Segment Open
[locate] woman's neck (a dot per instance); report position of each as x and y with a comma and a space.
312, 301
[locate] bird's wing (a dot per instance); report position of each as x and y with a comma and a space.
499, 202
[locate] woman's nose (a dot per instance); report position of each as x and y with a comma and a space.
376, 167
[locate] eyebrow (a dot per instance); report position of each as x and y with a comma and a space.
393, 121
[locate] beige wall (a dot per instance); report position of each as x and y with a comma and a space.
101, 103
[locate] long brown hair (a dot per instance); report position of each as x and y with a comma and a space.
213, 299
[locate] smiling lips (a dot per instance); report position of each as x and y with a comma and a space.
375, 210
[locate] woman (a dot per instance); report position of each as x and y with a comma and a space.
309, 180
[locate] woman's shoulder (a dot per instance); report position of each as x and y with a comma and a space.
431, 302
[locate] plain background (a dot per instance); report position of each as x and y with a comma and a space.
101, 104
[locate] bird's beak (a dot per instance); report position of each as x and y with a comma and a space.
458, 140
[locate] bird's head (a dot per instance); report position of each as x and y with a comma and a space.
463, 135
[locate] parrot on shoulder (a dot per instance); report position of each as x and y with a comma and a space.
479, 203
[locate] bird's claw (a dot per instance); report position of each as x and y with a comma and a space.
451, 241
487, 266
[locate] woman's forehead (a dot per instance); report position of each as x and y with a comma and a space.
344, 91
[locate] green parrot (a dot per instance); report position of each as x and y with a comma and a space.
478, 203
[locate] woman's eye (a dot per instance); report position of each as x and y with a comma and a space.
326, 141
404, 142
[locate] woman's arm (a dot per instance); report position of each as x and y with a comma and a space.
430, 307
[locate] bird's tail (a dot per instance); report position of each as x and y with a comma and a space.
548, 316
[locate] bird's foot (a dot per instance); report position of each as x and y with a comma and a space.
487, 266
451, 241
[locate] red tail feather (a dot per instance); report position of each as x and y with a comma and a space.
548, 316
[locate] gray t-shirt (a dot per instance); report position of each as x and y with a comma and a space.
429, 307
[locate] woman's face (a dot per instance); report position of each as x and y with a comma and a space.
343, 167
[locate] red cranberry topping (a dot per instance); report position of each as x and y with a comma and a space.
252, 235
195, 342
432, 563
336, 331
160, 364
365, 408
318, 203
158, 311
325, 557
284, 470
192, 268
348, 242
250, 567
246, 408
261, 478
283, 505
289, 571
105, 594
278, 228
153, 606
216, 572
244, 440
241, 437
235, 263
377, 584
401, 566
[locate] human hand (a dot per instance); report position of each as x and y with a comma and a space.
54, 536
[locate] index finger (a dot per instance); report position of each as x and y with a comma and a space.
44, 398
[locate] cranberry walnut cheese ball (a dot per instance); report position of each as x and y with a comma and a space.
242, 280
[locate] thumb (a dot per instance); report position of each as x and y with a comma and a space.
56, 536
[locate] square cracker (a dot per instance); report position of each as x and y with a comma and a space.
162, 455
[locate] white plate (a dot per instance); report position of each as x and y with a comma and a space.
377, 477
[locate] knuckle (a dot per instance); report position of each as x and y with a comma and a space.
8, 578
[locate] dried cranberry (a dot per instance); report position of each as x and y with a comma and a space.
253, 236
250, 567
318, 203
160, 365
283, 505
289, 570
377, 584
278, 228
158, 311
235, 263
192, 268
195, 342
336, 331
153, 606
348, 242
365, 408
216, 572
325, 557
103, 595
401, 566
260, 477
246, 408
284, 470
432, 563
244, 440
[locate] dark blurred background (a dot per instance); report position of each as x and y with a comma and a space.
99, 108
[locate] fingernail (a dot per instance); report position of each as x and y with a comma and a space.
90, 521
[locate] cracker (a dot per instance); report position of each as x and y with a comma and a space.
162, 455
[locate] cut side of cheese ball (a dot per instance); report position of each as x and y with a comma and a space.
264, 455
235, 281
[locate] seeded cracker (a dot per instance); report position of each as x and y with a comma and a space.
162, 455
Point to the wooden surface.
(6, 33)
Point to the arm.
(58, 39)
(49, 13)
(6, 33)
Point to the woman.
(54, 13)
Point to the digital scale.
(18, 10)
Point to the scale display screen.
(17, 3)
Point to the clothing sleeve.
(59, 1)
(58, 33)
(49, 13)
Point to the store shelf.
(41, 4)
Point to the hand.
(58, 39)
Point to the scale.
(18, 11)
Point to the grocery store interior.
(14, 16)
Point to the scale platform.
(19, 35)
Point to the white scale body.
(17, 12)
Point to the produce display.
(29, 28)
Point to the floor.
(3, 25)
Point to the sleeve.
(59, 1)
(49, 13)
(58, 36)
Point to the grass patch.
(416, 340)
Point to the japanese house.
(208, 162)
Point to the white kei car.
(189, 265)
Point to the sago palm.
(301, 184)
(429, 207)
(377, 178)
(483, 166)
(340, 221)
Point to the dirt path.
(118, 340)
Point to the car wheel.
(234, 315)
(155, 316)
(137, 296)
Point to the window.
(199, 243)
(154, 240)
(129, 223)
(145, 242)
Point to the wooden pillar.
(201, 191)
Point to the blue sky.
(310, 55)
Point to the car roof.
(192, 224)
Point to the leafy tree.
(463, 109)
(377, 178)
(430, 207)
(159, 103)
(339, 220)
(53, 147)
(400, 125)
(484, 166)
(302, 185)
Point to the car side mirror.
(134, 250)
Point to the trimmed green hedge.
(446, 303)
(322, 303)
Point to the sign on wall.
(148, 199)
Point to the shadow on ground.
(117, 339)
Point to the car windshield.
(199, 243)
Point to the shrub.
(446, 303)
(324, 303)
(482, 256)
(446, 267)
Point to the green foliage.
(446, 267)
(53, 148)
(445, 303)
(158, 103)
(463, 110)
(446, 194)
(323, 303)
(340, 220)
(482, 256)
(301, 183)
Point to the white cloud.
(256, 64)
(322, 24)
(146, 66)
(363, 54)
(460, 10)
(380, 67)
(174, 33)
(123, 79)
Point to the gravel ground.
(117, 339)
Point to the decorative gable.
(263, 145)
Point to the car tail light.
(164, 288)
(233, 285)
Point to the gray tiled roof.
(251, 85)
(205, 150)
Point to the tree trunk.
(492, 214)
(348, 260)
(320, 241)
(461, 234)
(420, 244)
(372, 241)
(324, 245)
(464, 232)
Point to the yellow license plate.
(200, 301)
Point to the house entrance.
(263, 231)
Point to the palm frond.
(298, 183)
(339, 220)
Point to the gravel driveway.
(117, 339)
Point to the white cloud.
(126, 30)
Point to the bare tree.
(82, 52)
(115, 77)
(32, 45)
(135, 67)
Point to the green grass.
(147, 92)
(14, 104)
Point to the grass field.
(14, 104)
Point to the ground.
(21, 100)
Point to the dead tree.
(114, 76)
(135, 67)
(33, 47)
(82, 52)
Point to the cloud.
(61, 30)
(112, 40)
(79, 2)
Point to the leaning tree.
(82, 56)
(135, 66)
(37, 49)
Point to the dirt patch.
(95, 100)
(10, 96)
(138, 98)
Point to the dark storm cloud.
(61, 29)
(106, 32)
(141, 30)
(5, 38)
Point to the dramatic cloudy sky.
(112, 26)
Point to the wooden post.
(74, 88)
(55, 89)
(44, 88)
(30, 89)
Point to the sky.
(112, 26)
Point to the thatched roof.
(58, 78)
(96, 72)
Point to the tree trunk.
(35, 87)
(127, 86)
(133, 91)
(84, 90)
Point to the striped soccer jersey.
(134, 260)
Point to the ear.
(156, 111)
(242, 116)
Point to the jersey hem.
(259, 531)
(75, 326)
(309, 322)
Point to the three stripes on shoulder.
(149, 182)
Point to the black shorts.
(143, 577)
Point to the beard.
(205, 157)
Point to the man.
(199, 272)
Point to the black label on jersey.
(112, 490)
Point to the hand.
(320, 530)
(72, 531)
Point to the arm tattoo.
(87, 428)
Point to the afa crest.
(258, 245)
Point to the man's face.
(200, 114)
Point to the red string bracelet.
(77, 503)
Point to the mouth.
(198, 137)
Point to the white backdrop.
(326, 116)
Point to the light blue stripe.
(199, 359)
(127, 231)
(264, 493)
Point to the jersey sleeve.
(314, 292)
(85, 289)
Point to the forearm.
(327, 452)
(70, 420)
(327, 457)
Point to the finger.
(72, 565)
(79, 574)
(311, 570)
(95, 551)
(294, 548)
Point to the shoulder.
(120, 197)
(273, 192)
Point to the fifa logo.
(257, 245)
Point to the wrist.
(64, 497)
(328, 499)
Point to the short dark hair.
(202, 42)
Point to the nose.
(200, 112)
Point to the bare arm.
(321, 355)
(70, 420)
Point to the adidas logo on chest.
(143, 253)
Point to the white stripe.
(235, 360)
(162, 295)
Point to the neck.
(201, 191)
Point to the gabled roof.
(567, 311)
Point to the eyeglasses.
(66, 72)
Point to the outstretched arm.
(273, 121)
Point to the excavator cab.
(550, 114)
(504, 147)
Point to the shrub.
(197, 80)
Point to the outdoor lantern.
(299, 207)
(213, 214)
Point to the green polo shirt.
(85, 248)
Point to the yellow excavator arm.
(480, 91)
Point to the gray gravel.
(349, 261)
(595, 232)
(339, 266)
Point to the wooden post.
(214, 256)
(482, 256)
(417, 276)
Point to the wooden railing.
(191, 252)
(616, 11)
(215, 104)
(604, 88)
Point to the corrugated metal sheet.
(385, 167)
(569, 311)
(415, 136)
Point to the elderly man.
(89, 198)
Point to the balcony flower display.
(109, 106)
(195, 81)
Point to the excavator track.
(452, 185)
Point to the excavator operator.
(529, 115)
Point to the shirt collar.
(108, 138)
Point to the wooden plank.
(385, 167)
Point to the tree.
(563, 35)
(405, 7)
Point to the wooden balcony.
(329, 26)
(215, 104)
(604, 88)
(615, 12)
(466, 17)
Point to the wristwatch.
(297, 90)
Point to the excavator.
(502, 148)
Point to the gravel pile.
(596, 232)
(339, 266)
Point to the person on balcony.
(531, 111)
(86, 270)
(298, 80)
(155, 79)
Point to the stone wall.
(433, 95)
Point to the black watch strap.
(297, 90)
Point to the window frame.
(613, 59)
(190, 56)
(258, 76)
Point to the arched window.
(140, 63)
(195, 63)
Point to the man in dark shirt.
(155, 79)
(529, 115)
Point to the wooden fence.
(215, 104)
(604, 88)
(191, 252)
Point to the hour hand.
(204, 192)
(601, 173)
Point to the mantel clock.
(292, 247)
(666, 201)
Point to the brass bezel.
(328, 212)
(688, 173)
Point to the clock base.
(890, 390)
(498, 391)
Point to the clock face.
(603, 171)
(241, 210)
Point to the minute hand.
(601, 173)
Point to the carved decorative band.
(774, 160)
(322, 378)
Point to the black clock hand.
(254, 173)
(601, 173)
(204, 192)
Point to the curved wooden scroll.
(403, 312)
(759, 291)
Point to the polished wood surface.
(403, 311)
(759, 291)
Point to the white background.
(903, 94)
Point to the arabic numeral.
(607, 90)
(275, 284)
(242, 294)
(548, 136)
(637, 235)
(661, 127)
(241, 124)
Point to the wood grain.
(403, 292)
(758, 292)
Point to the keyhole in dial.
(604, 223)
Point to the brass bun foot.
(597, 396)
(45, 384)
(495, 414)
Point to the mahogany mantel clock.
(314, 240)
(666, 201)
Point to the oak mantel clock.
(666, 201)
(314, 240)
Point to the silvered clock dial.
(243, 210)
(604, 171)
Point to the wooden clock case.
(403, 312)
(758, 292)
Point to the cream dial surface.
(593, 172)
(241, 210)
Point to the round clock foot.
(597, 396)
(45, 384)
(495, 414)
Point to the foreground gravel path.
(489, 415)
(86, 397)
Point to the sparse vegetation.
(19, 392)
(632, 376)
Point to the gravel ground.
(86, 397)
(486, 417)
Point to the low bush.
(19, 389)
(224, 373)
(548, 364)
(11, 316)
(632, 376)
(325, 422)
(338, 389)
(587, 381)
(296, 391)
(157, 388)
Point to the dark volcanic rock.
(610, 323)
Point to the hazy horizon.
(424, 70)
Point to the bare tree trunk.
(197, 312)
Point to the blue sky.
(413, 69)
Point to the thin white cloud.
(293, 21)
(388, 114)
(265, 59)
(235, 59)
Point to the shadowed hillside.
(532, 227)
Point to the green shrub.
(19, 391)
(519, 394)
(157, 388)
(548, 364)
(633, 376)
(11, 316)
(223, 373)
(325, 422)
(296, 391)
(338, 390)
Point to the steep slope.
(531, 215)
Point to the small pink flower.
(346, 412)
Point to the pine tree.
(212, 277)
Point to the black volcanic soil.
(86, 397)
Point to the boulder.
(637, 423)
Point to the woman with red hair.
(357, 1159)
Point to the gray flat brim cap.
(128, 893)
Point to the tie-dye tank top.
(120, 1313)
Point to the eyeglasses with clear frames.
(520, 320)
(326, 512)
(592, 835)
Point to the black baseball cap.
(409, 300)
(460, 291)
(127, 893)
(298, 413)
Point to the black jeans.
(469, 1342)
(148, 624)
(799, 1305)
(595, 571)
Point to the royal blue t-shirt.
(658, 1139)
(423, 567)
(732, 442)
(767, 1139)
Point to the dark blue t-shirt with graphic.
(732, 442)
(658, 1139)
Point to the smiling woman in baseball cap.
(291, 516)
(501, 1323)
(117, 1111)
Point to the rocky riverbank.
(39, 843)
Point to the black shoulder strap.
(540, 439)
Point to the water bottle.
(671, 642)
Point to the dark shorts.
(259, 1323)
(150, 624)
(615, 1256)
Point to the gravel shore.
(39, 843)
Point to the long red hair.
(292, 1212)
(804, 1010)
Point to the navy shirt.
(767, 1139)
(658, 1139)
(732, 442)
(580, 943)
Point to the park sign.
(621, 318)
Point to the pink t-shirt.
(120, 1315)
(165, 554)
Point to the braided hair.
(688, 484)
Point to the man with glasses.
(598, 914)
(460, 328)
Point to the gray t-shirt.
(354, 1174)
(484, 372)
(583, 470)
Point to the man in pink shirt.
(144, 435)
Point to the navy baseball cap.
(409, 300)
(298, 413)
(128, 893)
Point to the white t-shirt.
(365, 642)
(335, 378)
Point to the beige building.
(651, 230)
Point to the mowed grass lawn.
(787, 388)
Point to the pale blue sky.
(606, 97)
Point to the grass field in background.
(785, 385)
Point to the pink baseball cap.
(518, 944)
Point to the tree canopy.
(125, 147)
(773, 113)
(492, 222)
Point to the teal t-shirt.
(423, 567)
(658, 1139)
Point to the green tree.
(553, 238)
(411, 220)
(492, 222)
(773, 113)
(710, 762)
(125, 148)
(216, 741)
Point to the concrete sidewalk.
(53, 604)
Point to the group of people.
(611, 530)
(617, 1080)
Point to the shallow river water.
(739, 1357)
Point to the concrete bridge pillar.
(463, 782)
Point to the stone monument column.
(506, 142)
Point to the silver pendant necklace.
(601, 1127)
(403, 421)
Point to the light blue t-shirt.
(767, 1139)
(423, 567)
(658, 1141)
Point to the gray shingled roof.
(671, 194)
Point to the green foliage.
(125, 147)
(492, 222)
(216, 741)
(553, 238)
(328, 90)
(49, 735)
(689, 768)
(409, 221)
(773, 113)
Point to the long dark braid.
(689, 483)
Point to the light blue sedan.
Segment Closed
> Problem requirements: All lines from the one with "Point to the man in pink shirt." to the end of the listing are to be printed exactly as given, both ends included.

> Response area:
Point to the man in pink shirt.
(144, 435)
Point to the navy baseball cap.
(409, 300)
(298, 413)
(128, 893)
Point to the white t-shirt.
(365, 642)
(335, 378)
Point to the beige building.
(651, 230)
Point to the mowed grass lawn.
(787, 388)
Point to the pale blue sky.
(606, 97)
Point to the grass field in background.
(785, 385)
Point to the pink baseball cap.
(518, 944)
Point to the tree canopy.
(125, 147)
(773, 113)
(492, 222)
Point to the teal t-shirt.
(423, 567)
(658, 1139)
Point to the green tree.
(553, 238)
(411, 220)
(492, 222)
(773, 113)
(710, 762)
(125, 148)
(216, 741)
Point to the concrete sidewalk.
(53, 604)
Point to the group of people.
(611, 530)
(617, 1080)
Point to the shallow river water.
(739, 1357)
Point to the concrete bridge pillar.
(463, 782)
Point to the stone monument column.
(506, 142)
Point to the silver pendant necklace.
(601, 1127)
(403, 421)
Point to the light blue t-shirt.
(767, 1139)
(423, 567)
(658, 1141)
Point to the gray shingled roof.
(671, 194)
Point to the green foliage.
(125, 147)
(492, 222)
(216, 741)
(553, 238)
(328, 90)
(49, 735)
(689, 768)
(409, 221)
(773, 113)
Point to the long dark braid.
(689, 483)
Point to the light blue sedan.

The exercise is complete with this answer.